* [Exercise task]: Please reproduce the text on the BBC Shakespeare productions, starting with "I was also struck" and going on through "movies is absent.", but swap "cramped" for "tight".
--- Start Text segment ---
Then, in Act 4, when the play turns to battle scenes, his Falstaff begins rather abruptly to speak directly to the camera. Yes, these are his first scenes alone (4.2, 5.2, 5.3, and 5.4) and his speeches are necessarily monologues, though they tend to be directed to dead bodies. Looking into the camera, though, makes the viewer a participant in the action. It’s as if we’ve replaced Hal as his audience, and Falstaff needs an audience. But breaking the fourth wall here also shifts an arrangement Giles has previously made with the audience, that we are watching these characters in some far off world populated primarily by Shakespeare’s language. Quayle’s looking at the camera is jarring, in part because it shifts our relationship to Falstaff’s character, deviating from both the tone of the production and the direction this Falstaff has established.
One could argue that such a shift is appropriate because, as Gail Kern Paster suggested earlier this week, Falstaff’s actions during the battle have consequences in the way that his shenanigans in Eastcheap do not. But how does breaking the fourth wall amplify this? How does the winking “you’re in on this” involvement of audience bring the character to some logical conclusion in this production? The Falstaff who looks at us knows himself more completely, knows his villainy and shortcomings more casually, lacks our sympathy, betrays more of a calculating nature. The choice may serve to best present the speeches he’s making in the play’s latter part, but it disconnects Falstaff a bit from the character established prior.
I was also struck by another aspect to the BBC’s museum theater approach that amplifies the static feeling of their productions. The films are what Shakespeare-on-film critic Samuel Crowl would refer to as “theatrical,” that is they are films of stage productions. The BBC has removed the literal theatrical stage, but the physical sense of it is still there – the shots are confined to cramped locations, there are no landscapes or depictions of the world without characters (no establishing shots for example), the camera is limited to a theatrical audience’s viewpoint, and nearly all the camera movement (pans, tilts, tracking shots) and perspective (high and low angle, long shots) we associate with movies is absent.
But in a theater there is sound. Not necessarily music or even the constant voices of acting, but the sound of an audience experiencing live theater – laughing, shifting in their seats, gasping, coughing, breathing. The air in a theater is alive, vital. Film cannot capture this organic symbiosis of actor and audience. It replaces it, in fact, with relentless soundtrack noise – orchestrated music that swells and ebbs with the story’s emotional fluctuations, life sounds associated with the setting, popular music inserted into the narrative. When you watch the BBC productions, what you get is an absence of both. Essentially you get the actors speaking their lines into dead air. It’s disconcerting and, for me, it has the effect of sucking a lot of life out of some of the most beautiful poetry ever put to action.
--- End Text segment ---
--- Start Material ---
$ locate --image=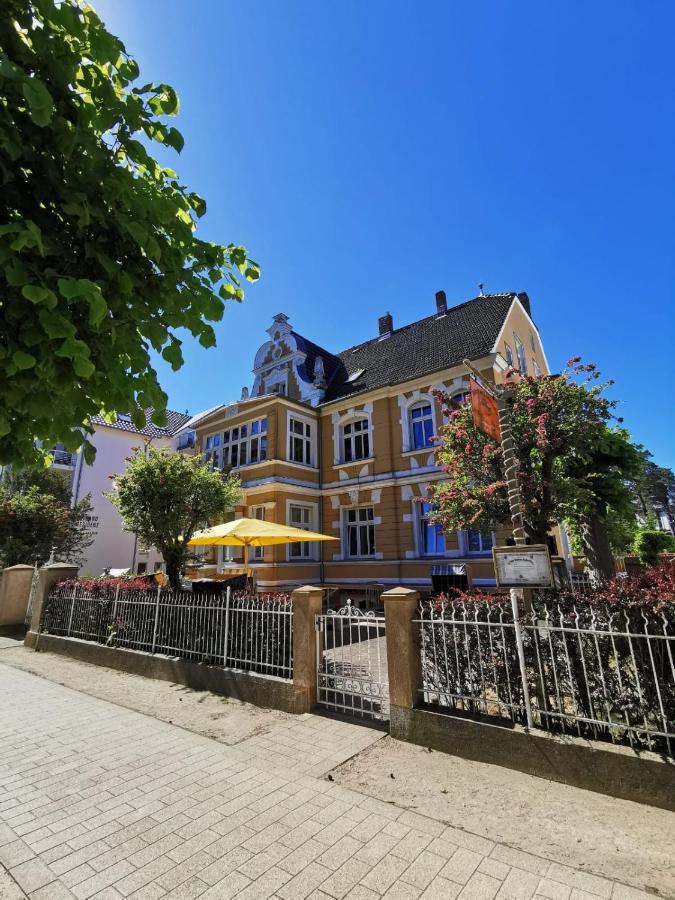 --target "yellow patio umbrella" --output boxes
[188,519,339,578]
[188,519,339,547]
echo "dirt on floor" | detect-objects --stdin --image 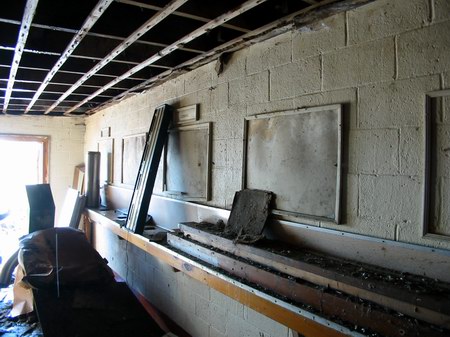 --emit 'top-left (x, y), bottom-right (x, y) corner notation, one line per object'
(0, 286), (44, 337)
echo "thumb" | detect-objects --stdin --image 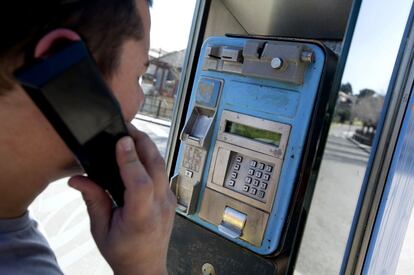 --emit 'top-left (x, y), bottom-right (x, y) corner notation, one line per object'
(68, 176), (112, 243)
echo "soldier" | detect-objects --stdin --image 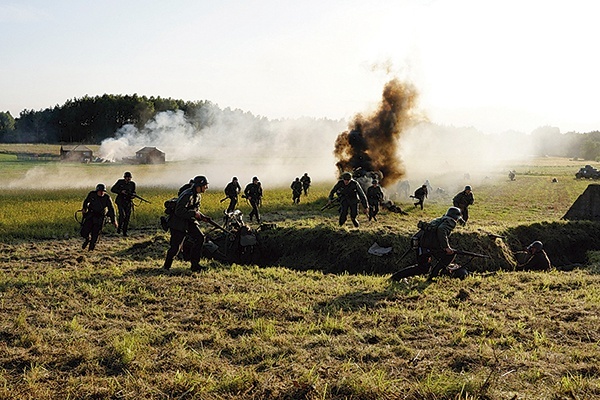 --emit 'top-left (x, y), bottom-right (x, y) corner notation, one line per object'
(80, 183), (119, 251)
(177, 179), (194, 197)
(290, 177), (302, 204)
(110, 172), (135, 236)
(300, 172), (311, 196)
(411, 184), (429, 210)
(367, 179), (383, 221)
(224, 176), (242, 213)
(517, 240), (552, 271)
(163, 175), (209, 271)
(452, 185), (475, 224)
(244, 176), (262, 224)
(327, 172), (369, 228)
(392, 207), (461, 281)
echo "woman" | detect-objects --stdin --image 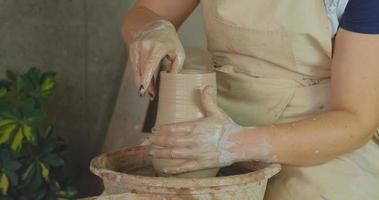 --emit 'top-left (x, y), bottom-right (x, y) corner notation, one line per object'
(123, 0), (379, 200)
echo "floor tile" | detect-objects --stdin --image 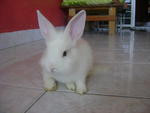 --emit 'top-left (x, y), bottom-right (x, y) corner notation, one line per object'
(88, 63), (150, 98)
(27, 92), (150, 113)
(0, 84), (43, 113)
(0, 54), (43, 89)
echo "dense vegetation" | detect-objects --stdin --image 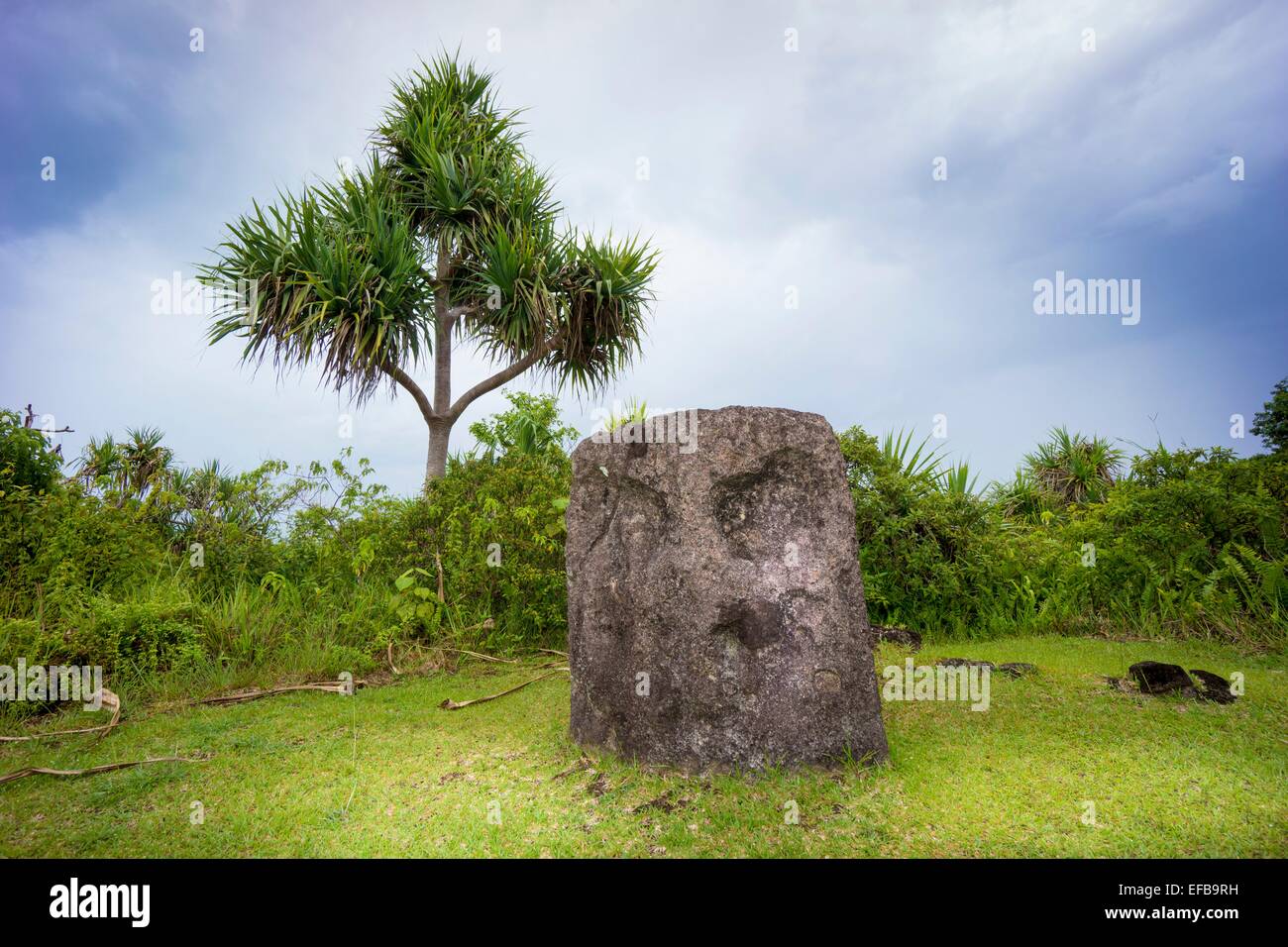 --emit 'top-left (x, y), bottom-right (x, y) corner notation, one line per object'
(0, 381), (1288, 705)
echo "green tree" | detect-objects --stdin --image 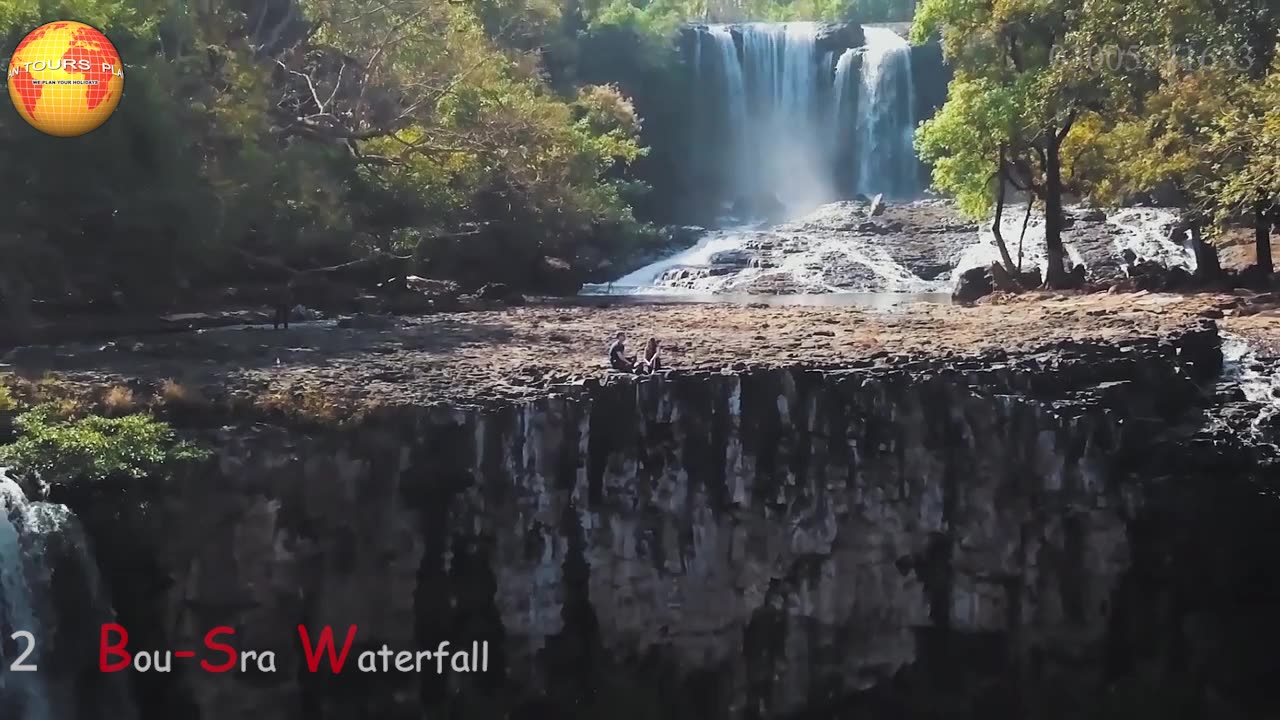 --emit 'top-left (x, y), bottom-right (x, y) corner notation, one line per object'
(911, 0), (1108, 287)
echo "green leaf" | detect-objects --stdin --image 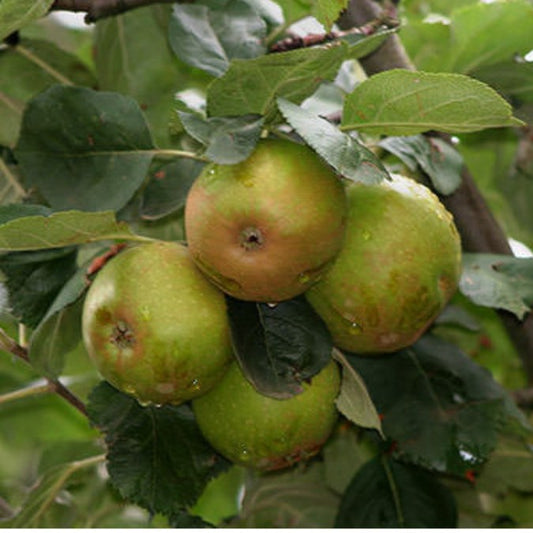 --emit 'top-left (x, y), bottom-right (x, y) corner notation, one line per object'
(277, 98), (388, 184)
(277, 0), (348, 30)
(347, 335), (523, 475)
(28, 255), (90, 378)
(87, 382), (228, 515)
(236, 463), (339, 529)
(379, 135), (463, 195)
(227, 297), (333, 399)
(141, 158), (204, 220)
(207, 43), (346, 120)
(333, 350), (383, 437)
(443, 0), (533, 74)
(0, 37), (96, 146)
(459, 254), (533, 319)
(335, 455), (457, 528)
(93, 5), (202, 147)
(169, 0), (266, 76)
(15, 85), (154, 211)
(342, 70), (522, 135)
(178, 111), (263, 165)
(9, 455), (104, 528)
(0, 247), (77, 328)
(0, 211), (142, 251)
(0, 0), (54, 41)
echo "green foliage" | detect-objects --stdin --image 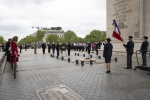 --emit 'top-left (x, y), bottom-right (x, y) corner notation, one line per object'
(46, 34), (59, 42)
(35, 30), (45, 41)
(0, 36), (4, 43)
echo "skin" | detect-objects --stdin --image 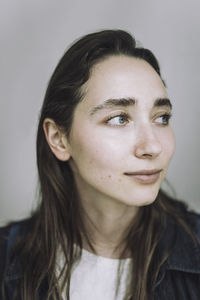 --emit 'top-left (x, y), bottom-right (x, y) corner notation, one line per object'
(44, 56), (175, 258)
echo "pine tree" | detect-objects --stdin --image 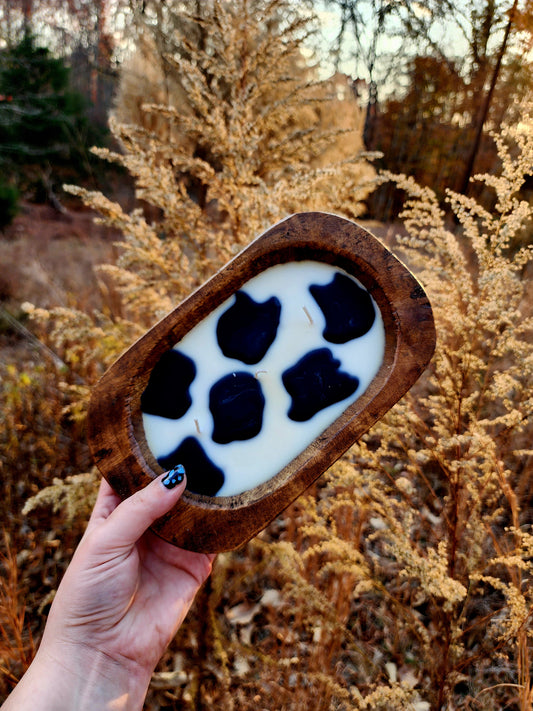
--- End Material ---
* [Exercise solution]:
I was also struck by another aspect to the BBC’s museum theater approach that amplifies the static feeling of their productions. The films are what Shakespeare-on-film critic Samuel Crowl would refer to as “theatrical,” that is they are films of stage productions. The BBC has removed the literal theatrical stage, but the physical sense of it is still there – the shots are confined to tight locations, there are no landscapes or depictions of the world without characters (no establishing shots for example), the camera is limited to a theatrical audience’s viewpoint, and nearly all the camera movement (pans, tilts, tracking shots) and perspective (high and low angle, long shots) we associate with movies is absent.